(Data excerpts)
════════

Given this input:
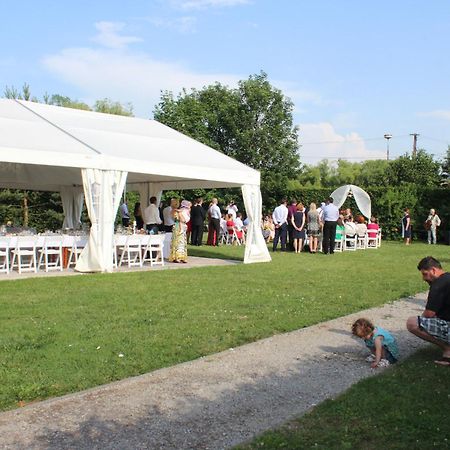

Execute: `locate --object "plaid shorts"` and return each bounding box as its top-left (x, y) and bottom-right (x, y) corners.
top-left (418, 317), bottom-right (450, 344)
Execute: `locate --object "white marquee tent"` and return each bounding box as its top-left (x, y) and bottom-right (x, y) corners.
top-left (0, 99), bottom-right (271, 272)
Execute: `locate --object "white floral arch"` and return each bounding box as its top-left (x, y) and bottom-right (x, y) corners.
top-left (330, 184), bottom-right (371, 219)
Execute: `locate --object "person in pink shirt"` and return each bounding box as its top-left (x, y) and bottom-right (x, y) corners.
top-left (367, 216), bottom-right (379, 238)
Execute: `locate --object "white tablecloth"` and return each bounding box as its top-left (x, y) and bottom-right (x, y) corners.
top-left (0, 235), bottom-right (88, 249)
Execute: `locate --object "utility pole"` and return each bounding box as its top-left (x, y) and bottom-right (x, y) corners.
top-left (410, 133), bottom-right (419, 157)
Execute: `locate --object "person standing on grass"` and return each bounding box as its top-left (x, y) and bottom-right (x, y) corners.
top-left (407, 256), bottom-right (450, 366)
top-left (322, 197), bottom-right (339, 254)
top-left (425, 208), bottom-right (441, 245)
top-left (208, 198), bottom-right (221, 246)
top-left (272, 198), bottom-right (288, 252)
top-left (307, 202), bottom-right (320, 253)
top-left (190, 197), bottom-right (206, 246)
top-left (291, 202), bottom-right (306, 253)
top-left (401, 208), bottom-right (412, 245)
top-left (287, 199), bottom-right (297, 251)
top-left (169, 200), bottom-right (191, 263)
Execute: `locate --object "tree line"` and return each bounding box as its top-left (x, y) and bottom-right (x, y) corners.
top-left (1, 75), bottom-right (450, 241)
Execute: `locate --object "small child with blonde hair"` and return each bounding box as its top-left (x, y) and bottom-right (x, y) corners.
top-left (352, 318), bottom-right (399, 368)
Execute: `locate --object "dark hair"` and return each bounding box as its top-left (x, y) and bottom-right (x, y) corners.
top-left (328, 196), bottom-right (334, 203)
top-left (417, 256), bottom-right (442, 271)
top-left (150, 196), bottom-right (157, 204)
top-left (281, 198), bottom-right (287, 204)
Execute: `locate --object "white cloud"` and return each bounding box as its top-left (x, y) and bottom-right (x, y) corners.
top-left (173, 0), bottom-right (250, 10)
top-left (419, 110), bottom-right (450, 121)
top-left (92, 22), bottom-right (142, 49)
top-left (299, 122), bottom-right (386, 164)
top-left (147, 16), bottom-right (197, 33)
top-left (42, 47), bottom-right (240, 117)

════════

Task item:
Word for word, please reproduce each entry above and leave out every picture.

Written solution:
Given this input:

Execute: `locate --object "plaid shorts"` and return each bounding box as its top-left (x, y) and bottom-right (x, y) corners.
top-left (418, 317), bottom-right (450, 344)
Execute: `locate --object "white marquee tent"` and return each bounding box as its top-left (x, y) and bottom-right (x, y) corners.
top-left (0, 99), bottom-right (271, 272)
Execute: `locate --object "white floral arch"` and return each bounding box as its top-left (x, y) and bottom-right (x, y) corners.
top-left (330, 184), bottom-right (371, 219)
Execute: `locate --object "person in pink shirt"` and return each bounding box as its top-left (x, y) and bottom-right (x, y) corners.
top-left (367, 216), bottom-right (379, 238)
Execute: `locate --object "white tablecloth"` and return each bounding box as its top-left (x, y) and bottom-right (x, y) corners.
top-left (0, 235), bottom-right (88, 249)
Execute: `locate --object "utility pole"` and return each bounding box as its top-left (x, y) and bottom-right (x, y) corners.
top-left (410, 133), bottom-right (419, 157)
Execute: `locate --object "person standing on grass"` and return each bounding box as its top-left (x, y) and bottom-right (x, y) corners.
top-left (407, 256), bottom-right (450, 366)
top-left (322, 197), bottom-right (339, 254)
top-left (425, 208), bottom-right (441, 245)
top-left (208, 198), bottom-right (221, 246)
top-left (272, 198), bottom-right (288, 252)
top-left (307, 202), bottom-right (320, 253)
top-left (190, 197), bottom-right (206, 246)
top-left (291, 202), bottom-right (306, 253)
top-left (401, 208), bottom-right (412, 245)
top-left (287, 199), bottom-right (297, 251)
top-left (169, 200), bottom-right (191, 263)
Execute: `locate --object "tree line"` and return each bounding box as its top-left (x, y) and bottom-right (x, y) corners.
top-left (1, 75), bottom-right (450, 241)
Execute: `locate --object "small child with blonde hair"` and return each bounding box as its top-left (x, y) and bottom-right (x, y) corners.
top-left (352, 318), bottom-right (399, 368)
Execute: `locate --object "dark hair"` and return each bounding box as its top-left (x, y) and bottom-right (x, y) corners.
top-left (328, 196), bottom-right (334, 203)
top-left (417, 256), bottom-right (442, 271)
top-left (150, 196), bottom-right (157, 204)
top-left (281, 198), bottom-right (287, 204)
Execute: `locate --object "white cloud"` and return each bounding box as its top-left (x, y) and bottom-right (x, y) corners.
top-left (173, 0), bottom-right (250, 10)
top-left (419, 110), bottom-right (450, 121)
top-left (92, 22), bottom-right (142, 49)
top-left (299, 122), bottom-right (386, 164)
top-left (147, 16), bottom-right (197, 33)
top-left (42, 47), bottom-right (240, 117)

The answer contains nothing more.